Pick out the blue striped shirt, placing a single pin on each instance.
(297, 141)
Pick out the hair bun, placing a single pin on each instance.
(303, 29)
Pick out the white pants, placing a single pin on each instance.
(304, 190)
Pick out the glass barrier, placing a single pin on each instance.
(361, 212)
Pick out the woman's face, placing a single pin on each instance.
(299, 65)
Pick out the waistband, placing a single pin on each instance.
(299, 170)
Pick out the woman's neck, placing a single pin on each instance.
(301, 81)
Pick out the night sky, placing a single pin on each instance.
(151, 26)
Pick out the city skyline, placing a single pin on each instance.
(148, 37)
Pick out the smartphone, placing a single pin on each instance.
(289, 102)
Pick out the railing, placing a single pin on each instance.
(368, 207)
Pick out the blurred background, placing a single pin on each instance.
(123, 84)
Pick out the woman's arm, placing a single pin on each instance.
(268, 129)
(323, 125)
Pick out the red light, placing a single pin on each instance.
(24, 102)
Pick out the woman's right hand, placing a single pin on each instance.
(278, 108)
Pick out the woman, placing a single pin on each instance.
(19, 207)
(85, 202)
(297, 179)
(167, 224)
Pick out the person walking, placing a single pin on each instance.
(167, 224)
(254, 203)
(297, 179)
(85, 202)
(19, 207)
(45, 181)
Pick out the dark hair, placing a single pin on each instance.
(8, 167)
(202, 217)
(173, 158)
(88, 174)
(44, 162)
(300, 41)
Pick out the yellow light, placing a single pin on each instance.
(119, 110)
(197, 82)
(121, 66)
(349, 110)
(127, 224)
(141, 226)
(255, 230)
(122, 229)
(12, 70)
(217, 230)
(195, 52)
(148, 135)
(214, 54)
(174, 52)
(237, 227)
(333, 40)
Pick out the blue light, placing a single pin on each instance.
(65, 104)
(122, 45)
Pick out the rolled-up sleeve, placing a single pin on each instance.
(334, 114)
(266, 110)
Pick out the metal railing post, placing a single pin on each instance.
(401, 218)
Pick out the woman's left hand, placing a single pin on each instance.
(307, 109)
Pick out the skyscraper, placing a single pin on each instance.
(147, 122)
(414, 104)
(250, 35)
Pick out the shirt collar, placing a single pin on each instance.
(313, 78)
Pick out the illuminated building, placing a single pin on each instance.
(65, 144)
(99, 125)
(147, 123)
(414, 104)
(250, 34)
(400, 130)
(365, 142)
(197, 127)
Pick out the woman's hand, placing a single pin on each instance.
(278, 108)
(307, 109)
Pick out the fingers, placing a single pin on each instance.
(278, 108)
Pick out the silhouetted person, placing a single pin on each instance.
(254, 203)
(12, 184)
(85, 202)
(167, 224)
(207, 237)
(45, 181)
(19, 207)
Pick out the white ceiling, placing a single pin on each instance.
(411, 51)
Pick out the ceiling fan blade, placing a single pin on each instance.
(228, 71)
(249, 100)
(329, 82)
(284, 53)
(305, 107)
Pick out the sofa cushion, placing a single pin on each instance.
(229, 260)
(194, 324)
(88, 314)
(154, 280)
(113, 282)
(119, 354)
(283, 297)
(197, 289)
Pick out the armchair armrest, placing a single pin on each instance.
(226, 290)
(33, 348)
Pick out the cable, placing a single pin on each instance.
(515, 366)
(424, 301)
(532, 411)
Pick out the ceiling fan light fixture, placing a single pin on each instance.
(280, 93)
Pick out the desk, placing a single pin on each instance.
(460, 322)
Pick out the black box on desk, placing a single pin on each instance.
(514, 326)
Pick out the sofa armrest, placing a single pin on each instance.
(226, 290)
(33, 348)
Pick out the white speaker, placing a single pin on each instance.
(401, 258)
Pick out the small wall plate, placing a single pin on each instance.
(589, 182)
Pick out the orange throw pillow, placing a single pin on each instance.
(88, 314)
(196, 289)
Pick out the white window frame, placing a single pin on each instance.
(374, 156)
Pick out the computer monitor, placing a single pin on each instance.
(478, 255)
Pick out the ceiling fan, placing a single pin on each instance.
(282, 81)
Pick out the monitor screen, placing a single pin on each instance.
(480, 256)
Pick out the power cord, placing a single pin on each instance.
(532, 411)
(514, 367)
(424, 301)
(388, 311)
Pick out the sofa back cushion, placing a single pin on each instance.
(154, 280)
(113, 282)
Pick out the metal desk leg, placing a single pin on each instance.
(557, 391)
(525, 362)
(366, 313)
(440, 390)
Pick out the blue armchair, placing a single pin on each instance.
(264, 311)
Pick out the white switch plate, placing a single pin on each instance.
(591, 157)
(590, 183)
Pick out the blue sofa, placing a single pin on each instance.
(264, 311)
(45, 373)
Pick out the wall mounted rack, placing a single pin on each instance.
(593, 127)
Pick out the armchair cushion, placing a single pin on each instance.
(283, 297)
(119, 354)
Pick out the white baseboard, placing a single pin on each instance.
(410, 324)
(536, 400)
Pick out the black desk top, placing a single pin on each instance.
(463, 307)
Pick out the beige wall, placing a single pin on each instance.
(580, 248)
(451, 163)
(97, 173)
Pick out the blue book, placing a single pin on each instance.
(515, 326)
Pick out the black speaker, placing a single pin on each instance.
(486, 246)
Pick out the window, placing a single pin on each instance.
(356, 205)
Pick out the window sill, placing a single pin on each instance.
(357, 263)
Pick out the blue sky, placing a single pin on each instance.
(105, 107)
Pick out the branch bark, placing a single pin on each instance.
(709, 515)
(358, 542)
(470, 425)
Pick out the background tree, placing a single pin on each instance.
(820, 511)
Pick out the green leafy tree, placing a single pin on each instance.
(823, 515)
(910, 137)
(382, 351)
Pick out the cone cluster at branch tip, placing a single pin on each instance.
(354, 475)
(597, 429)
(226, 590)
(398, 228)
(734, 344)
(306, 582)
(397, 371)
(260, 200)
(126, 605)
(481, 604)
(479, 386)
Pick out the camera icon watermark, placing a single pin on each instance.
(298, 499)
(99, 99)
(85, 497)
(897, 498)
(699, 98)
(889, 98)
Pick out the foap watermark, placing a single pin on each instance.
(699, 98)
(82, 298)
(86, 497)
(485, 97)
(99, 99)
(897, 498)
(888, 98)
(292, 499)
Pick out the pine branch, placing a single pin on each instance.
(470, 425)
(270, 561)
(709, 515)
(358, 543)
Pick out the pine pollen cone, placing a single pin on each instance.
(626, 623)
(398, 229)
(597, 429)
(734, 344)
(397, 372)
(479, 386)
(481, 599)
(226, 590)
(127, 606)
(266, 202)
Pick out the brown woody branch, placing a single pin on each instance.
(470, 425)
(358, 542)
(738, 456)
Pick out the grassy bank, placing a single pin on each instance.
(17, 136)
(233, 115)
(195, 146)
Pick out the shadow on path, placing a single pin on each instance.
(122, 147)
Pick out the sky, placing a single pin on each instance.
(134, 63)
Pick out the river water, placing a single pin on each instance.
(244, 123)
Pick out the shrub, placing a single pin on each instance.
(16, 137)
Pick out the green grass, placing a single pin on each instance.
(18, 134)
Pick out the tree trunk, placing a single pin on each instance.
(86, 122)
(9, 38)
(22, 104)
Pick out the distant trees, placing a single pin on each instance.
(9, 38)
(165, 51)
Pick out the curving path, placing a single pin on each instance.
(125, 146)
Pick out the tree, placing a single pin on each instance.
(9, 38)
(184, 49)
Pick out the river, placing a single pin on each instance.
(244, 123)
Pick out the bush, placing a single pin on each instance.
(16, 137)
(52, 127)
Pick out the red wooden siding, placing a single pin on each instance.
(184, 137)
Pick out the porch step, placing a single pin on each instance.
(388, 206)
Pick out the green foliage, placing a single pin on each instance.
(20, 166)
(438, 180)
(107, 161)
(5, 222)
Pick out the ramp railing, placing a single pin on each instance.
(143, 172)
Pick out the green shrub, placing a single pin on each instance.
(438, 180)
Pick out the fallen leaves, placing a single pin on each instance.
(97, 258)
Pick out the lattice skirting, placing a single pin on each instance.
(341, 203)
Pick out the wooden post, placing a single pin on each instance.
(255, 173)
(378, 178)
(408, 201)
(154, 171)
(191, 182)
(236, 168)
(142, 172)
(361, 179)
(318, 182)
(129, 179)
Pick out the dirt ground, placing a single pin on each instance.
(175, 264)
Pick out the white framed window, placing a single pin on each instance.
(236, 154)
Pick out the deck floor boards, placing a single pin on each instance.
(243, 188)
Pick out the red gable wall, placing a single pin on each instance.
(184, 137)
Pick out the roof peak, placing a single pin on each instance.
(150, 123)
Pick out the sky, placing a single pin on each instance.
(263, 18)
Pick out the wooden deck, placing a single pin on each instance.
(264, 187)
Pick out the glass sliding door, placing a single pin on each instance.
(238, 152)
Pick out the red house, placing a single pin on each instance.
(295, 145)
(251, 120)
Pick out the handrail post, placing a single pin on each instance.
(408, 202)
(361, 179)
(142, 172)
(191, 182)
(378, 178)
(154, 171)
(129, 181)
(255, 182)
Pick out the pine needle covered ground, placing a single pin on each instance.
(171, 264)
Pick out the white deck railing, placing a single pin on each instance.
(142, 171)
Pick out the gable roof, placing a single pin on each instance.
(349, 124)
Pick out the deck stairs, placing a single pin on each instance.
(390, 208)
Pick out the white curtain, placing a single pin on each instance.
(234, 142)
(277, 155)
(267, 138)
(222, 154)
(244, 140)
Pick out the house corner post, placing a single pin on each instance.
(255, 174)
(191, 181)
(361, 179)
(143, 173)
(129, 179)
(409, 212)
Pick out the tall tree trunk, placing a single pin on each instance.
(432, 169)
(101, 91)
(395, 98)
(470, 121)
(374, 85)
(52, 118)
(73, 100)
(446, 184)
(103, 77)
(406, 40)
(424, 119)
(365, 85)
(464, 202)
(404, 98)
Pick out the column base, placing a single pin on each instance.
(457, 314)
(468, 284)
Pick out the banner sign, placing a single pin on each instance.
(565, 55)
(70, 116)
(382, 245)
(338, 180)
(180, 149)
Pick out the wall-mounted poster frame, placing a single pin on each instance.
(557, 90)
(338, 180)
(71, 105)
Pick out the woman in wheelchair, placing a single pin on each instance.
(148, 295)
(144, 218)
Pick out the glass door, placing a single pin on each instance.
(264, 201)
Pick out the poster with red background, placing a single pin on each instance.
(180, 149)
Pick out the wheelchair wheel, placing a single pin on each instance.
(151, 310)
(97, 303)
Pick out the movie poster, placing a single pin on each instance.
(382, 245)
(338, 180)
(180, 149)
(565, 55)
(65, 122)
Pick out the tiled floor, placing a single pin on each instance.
++++
Please print exactly the lines from the one containing "Pick out the white curtain, placing" through the last line of the material.

- **Result of this task**:
Pick out the white curtain, placing a single pin on each instance.
(234, 142)
(277, 155)
(267, 138)
(222, 154)
(244, 140)
Pick out the house corner post, placing a single pin on each instance.
(255, 174)
(191, 181)
(361, 179)
(143, 173)
(129, 179)
(409, 212)
Pick out the tall tree trunk, placing a single pin on each instance.
(432, 169)
(101, 91)
(395, 98)
(470, 121)
(374, 85)
(52, 118)
(73, 100)
(446, 184)
(103, 77)
(406, 40)
(424, 119)
(365, 85)
(464, 202)
(404, 98)
Pick out the column base, placing a single pin on each instance.
(457, 314)
(468, 284)
Pick out the banner sign, placing a single pin on each instance.
(565, 55)
(70, 116)
(382, 245)
(338, 180)
(180, 149)
Pick out the wall-mounted poster frame, placing a single pin on each instance.
(557, 90)
(338, 180)
(71, 105)
Pick out the woman in wheelchair, placing a single pin on each instance.
(148, 295)
(144, 218)
Pick out the glass door, placing a single pin on each instance.
(264, 201)
Pick out the poster with red background, placing a single pin on each instance.
(180, 149)
Pick out the wheelchair wheel, placing a single pin on each instance.
(151, 310)
(97, 303)
Pick out the movie poster, placing a single pin on each instance.
(382, 245)
(338, 180)
(180, 149)
(565, 55)
(65, 122)
Pick out the tiled floor, placing a single pin on each instance.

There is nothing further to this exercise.